▶ Исходный текст:
╭──

Сто лет назад, 26 октября 1920 года, Совет народных комиссаров РСФСР принял постановление «О сборе и продаже за границей антикварных вещей». Причем В. И. Ленин при подготовке этого документа настаивал «на чрезвычайном ускорении» разбора и оценки отобранных у населения ценностей. Ведь к тому времени граждане и их жилища уже давно превратились для власти в золотой прииск.
В Гохране долго не хотели платить драгоценностями за крайне необходимый правительству труд Фаберже-младшего
Фото: РГАКФД/Росинформ, Коммерсантъ
«Обшаривание ящиков, шкафов, сундуков»
С 15 января 1918 года в течение месяца граждане советской России были обязаны продать Государственному банку все имеющиеся у них золотые изделия весом более 16 золотников (золотник — 4,266 грамма) по 32 руб. за золотник чистого золота 96-й пробы. Не сданные в этот срок предметы подлежали конфискации. В постановлении Высшего совета народного хозяйства «Об утверждении секции благородных металлов В.С.Н.Х. и об установлении казенной монополии торговли золотом и платиной», принятом 12 января 1918 года, говорилось:
«Изделия из золота весом более шестнадцати золотников и все золото в сыром виде, находится ли это в руках частных лиц и учреждений, или в магазинах, ювелирных и иных мастерских, или в банковских сейфах, переходит в собственность государства с уплатой владельцам по установленной цене…
За золото в сыром виде, обнаруженное в сейфах, никакого вознаграждения не уплачивается».
Гражданам, слишком привязанным к своим драгоценностям, делалась уступка.
«Вместо подлежащих переходу в собственность государства золотых изделий,— гласило постановление,— владельцам их разрешается представить равное по весу количество золота российской или иностранной золотой монетой. В этом случае владельцу выдается письменное разрешение на право дальнейшего пользования заменяемым таким образом золотой монетой предметом».

╰──

▶ Задания:
1 – Выпишите из исходного текста все даты, в которых указаны день, месяц и год.
2 – Извлеките из исходного текста фрагмент. Начните с места, где стоят слова «Сто лет назад, 26», и остановитесь после слов «в золотой прииск.».

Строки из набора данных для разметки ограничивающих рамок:
╭──

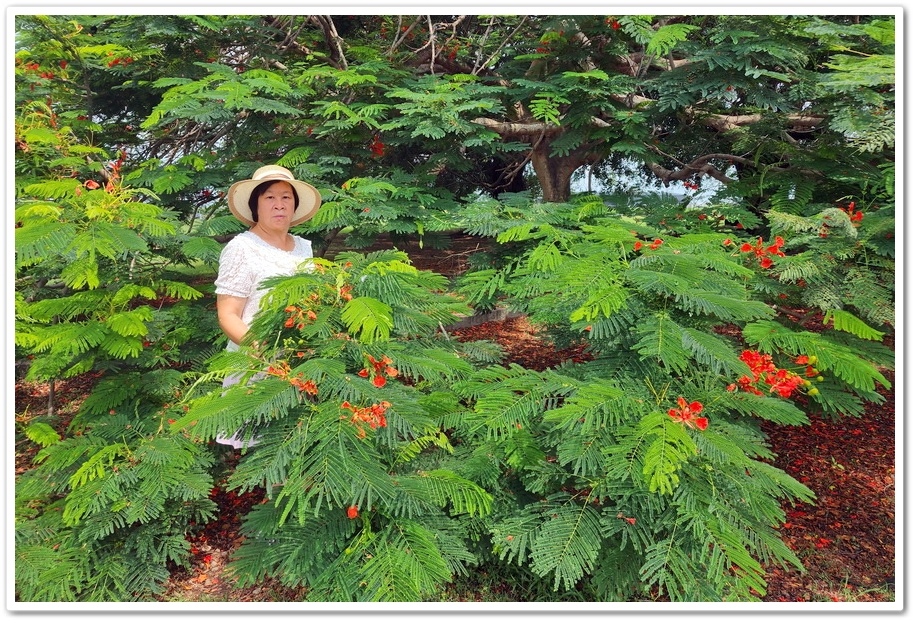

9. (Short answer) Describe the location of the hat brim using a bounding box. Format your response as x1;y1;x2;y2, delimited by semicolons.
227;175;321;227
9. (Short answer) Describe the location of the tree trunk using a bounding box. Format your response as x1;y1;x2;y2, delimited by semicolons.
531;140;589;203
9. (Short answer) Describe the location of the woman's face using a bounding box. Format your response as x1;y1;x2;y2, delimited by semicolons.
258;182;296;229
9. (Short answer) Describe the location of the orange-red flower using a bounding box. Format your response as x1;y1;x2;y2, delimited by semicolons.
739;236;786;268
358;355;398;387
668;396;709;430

╰──

▶ Ответы:
1 – 26 октября 1920 года; 15 января 1918 года; 12 января 1918 года.

2 –
Сто лет назад, 26 октября 1920 года, Совет народных комиссаров РСФСР принял постановление «О сборе и продаже за границей антикварных вещей». Причем В. И. Ленин при подготовке этого документа настаивал «на чрезвычайном ускорении» разбора и оценки отобранных у населения ценностей. Ведь к тому времени граждане и их жилища уже давно превратились для власти в золотой прииск.